▶ **Problem requirements**: Extract, exactly as written, all lines of the material below from the line that includes "on table and report the position of each." through its last line.
========================
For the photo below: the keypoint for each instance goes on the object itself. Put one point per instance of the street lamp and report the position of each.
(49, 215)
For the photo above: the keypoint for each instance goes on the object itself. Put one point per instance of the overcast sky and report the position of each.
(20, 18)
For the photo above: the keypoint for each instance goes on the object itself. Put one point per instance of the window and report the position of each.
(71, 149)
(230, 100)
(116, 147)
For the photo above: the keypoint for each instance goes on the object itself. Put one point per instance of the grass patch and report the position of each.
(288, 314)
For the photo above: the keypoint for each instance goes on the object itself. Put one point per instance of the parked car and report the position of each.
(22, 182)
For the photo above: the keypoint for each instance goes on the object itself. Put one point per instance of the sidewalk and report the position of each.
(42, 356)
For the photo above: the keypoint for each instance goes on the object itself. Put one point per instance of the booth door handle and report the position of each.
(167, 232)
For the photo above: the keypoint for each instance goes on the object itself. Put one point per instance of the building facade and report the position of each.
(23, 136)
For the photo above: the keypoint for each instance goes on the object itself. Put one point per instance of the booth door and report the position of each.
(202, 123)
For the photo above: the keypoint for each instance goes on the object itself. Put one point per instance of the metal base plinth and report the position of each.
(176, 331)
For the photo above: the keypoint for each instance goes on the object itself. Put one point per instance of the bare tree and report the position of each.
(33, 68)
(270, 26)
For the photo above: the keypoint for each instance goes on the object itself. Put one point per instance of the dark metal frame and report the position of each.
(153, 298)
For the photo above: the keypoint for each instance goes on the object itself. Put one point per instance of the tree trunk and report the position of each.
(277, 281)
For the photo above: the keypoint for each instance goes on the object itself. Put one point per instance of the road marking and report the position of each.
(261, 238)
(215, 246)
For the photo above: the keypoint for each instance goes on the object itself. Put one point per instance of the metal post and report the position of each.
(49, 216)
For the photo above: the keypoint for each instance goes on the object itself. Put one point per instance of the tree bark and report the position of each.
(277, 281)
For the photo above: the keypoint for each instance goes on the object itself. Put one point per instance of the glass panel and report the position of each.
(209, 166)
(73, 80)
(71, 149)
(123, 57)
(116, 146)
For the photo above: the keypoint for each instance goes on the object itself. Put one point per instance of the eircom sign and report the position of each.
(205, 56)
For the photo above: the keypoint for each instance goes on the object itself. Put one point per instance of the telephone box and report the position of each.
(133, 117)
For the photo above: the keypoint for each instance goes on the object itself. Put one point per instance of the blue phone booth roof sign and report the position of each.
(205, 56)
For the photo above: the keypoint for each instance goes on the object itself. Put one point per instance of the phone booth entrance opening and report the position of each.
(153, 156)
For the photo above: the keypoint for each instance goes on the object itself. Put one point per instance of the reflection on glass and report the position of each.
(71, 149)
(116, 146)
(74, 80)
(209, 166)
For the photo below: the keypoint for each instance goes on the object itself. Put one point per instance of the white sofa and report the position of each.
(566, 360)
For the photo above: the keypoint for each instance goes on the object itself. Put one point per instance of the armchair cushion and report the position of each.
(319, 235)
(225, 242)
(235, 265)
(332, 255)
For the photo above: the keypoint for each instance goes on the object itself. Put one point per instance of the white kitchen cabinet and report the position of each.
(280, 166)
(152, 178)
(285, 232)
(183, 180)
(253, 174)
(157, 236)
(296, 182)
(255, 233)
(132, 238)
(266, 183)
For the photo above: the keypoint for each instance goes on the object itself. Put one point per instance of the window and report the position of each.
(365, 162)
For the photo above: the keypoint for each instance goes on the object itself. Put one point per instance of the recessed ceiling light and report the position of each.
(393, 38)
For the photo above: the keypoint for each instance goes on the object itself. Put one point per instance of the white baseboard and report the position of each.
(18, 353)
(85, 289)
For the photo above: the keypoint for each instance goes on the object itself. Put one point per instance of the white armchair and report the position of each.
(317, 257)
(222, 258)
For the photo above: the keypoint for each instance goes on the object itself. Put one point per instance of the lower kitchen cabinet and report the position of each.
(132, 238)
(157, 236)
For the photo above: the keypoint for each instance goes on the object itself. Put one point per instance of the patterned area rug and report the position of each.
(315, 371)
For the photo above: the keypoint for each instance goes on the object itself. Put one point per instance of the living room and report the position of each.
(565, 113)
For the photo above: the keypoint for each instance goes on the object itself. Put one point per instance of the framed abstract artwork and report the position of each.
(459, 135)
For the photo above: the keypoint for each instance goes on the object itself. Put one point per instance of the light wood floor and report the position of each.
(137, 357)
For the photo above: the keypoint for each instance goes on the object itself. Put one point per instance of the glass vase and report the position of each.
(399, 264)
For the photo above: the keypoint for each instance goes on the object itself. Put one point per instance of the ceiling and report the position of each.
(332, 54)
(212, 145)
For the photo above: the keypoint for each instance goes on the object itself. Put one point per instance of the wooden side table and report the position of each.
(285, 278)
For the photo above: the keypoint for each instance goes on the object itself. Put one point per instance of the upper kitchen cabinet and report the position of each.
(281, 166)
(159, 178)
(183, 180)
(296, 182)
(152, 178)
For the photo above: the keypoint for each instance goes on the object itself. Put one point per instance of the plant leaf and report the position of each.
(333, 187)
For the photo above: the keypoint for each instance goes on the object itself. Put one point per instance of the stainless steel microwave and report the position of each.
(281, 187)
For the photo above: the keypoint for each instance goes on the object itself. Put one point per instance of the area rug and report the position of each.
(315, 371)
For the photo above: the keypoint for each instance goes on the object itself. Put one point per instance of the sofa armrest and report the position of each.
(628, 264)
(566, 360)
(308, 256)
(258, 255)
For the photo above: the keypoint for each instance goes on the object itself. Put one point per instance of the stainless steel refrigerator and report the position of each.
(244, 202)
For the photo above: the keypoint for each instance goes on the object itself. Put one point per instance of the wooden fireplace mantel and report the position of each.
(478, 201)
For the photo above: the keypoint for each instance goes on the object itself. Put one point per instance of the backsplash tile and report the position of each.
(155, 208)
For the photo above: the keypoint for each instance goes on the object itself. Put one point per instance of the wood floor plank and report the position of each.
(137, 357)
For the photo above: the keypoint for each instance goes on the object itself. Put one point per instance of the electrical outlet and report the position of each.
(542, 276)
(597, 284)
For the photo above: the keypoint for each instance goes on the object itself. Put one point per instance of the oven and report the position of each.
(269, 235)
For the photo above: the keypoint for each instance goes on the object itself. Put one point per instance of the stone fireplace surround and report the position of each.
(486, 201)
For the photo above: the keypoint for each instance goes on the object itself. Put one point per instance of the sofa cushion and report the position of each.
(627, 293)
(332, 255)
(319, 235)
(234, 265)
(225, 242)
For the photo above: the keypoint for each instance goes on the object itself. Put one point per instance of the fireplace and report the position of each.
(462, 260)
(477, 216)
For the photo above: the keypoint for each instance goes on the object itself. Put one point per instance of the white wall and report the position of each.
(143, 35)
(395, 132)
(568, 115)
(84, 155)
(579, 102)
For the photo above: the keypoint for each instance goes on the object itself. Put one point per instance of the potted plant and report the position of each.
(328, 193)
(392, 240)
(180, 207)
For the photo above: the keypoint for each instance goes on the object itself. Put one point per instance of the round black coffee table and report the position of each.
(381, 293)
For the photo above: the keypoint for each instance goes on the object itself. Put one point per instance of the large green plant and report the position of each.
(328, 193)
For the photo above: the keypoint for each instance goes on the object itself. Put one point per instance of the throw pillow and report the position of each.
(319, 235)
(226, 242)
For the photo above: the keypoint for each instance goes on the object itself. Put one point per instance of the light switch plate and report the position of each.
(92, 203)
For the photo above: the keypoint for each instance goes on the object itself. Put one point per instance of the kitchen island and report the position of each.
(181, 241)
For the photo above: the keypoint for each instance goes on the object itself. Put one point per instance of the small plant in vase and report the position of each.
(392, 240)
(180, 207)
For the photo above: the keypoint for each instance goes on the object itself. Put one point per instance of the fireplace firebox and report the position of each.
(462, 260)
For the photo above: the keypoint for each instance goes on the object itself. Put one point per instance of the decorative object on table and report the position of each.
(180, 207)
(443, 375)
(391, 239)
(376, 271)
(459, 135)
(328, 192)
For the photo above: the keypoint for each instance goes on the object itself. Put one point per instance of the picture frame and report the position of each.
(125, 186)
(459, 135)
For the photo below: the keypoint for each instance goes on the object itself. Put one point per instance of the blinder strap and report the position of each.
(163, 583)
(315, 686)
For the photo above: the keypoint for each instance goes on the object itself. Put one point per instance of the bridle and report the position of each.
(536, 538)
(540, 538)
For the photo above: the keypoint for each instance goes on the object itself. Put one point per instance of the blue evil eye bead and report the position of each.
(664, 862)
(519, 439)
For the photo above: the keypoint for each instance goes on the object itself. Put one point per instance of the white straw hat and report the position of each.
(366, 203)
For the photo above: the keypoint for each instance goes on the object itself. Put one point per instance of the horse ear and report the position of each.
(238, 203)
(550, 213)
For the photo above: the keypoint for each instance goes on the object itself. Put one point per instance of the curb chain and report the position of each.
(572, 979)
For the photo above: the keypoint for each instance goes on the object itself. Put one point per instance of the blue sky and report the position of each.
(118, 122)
========================
▶ **Solution**:
For the photo above: the keypoint for each instance goes on the object itself. Put one point per instance of the decorative object on table and report the position of each.
(180, 207)
(443, 375)
(391, 239)
(376, 271)
(459, 135)
(328, 192)
For the photo above: the keypoint for each instance goes on the object itself. Put one point per instance of the picture frame and report the position of each.
(125, 186)
(459, 135)
For the photo below: the keypoint for each instance goes on the object itself. Put one point per instance of the blinder strap and report the position of each.
(163, 583)
(315, 686)
For the photo above: the keypoint for each instance goes on the object itself. Put one point per instance of the bridle and report the position of each.
(536, 538)
(540, 538)
For the photo above: the keypoint for each instance goes on the object itself. Put one point per instance of the blue evil eye bead and report the position of each.
(664, 862)
(519, 439)
For the photo above: the keypoint for each instance goes on the object itself. Put one point per instance of the white straw hat and report the position of each.
(366, 203)
For the photo above: the keypoint for each instance goes on the object itself. Put one point per instance of the horse ear and report the position of each.
(238, 203)
(550, 213)
For the photo above: the keypoint for each instance goes on the object itself. Put one point per instance of the curb chain and report the position of each.
(572, 979)
For the photo above: the keypoint for each instance goes on the object itself. Put one point per instance of the blue sky and report the position of each.
(118, 122)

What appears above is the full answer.